## Dataset extract
* * * * * * * * *
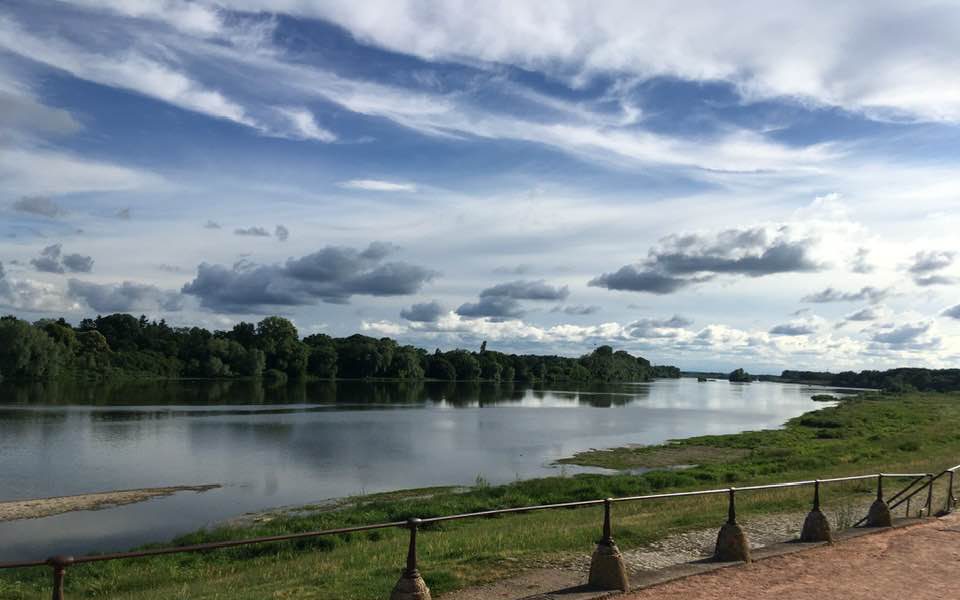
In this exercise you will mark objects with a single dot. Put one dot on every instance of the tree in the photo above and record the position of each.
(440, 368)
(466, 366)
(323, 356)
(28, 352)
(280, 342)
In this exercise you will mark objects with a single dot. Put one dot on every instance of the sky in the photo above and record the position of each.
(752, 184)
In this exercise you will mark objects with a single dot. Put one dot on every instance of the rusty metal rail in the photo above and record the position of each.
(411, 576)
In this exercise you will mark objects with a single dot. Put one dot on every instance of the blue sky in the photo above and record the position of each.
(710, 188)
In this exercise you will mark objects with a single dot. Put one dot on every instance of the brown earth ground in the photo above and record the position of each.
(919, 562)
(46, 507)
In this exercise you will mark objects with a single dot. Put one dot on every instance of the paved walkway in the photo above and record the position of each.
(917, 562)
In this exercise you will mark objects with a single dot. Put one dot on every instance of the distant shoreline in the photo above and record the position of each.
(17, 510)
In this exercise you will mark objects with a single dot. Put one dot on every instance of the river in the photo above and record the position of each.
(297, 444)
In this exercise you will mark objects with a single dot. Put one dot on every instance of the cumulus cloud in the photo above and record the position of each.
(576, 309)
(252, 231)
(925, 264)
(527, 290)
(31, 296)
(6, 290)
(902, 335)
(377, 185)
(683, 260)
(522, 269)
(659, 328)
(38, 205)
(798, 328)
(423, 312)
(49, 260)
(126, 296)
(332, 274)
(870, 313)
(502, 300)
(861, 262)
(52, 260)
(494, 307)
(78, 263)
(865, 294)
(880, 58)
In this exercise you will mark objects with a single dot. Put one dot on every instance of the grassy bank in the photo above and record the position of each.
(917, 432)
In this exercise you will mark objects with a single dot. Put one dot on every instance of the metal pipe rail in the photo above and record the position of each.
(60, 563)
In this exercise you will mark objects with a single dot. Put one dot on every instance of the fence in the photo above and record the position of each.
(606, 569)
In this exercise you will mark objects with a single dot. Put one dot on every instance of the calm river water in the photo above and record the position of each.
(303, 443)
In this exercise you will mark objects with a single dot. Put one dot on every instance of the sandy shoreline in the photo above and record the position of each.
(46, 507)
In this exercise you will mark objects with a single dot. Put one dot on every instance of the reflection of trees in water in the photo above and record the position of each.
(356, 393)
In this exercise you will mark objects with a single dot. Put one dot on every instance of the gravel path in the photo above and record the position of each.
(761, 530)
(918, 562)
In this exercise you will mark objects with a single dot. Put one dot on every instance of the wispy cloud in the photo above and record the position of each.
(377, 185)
* * * * * * * * *
## Directions
Repeat every row above word for word, leaving out the picture.

## Task response
In this exercise you will mark objects with a single dot. Put one dot on every instance of the tree in the photo above and record the position of each.
(440, 368)
(466, 366)
(323, 356)
(28, 352)
(280, 342)
In this exercise you will mark objects with a single dot. Put one dot on every instance of the sky in the photo above and record the position of each.
(752, 184)
In this exercise you will mark objects with a single dot. Put one dot on every instance of the rusty metal rail in the photo above and record the position of each.
(411, 576)
In this exercise you will mark objects with a single dot. Put one dot on every instance of the blue sky in the photo above and record the position of each.
(710, 188)
In this exercise you will mark objects with a single dot. Put one dot on every instance of the brown earth ground in the photo above and record the position of each.
(919, 562)
(46, 507)
In this exercise you will mark objects with a single dot. Put one dot on every instance of the paved walkway in the photo above and record the position of each.
(917, 562)
In this exercise you will mark objects with a single dot. Put one dot on every instance of the distant shoreline in the photo above and record the position of each.
(17, 510)
In this exercise you will mark objects with a single dot. Put one dot on every instance of the river in the photo above and record the position of each.
(297, 444)
In this exercise you will mark objects with a single dot. Put one dot on every instance of the cumulus cloud in the photo above and record the position of each.
(576, 309)
(252, 231)
(925, 264)
(527, 290)
(31, 296)
(6, 290)
(902, 335)
(377, 185)
(683, 260)
(522, 269)
(659, 328)
(38, 205)
(798, 328)
(423, 312)
(49, 260)
(126, 296)
(332, 274)
(870, 313)
(502, 300)
(861, 262)
(52, 260)
(494, 307)
(78, 263)
(865, 294)
(880, 58)
In this exercise you will mark objects with a single dot. Put one dot on every instance of the grassy bank in the photo above and record the position of each.
(917, 432)
In this exercise you will mark objects with a single dot. Put one dot on every instance of the metal pipe rail in the photo above and record the position of each.
(60, 563)
In this exercise you will mark objects with a single dot. Put one dot on every instance of the fence in the photo above and record the position of each.
(606, 569)
In this exercise you will mark objects with a single dot. Put one dot on every instance of the calm river water in the photo above and record the position of each.
(303, 443)
In this exercise you will mark objects with a single dot. Put one dot on every instance of the sandy shoreline in the photo above and record the position of each.
(46, 507)
In this exercise you will mark objects with a single dot. Put one dot on every instance of the reflection of trees in water in the photo above and record the position of each.
(356, 393)
In this exercise you will mark objects with a single dot. Put one dot on every instance of the gravel path in the photo above and record the position of each.
(761, 530)
(918, 562)
In this exercise you will mark objects with a single dot. Put one dot on every instance of the wispy cloud in the photo above and record the position of each.
(377, 185)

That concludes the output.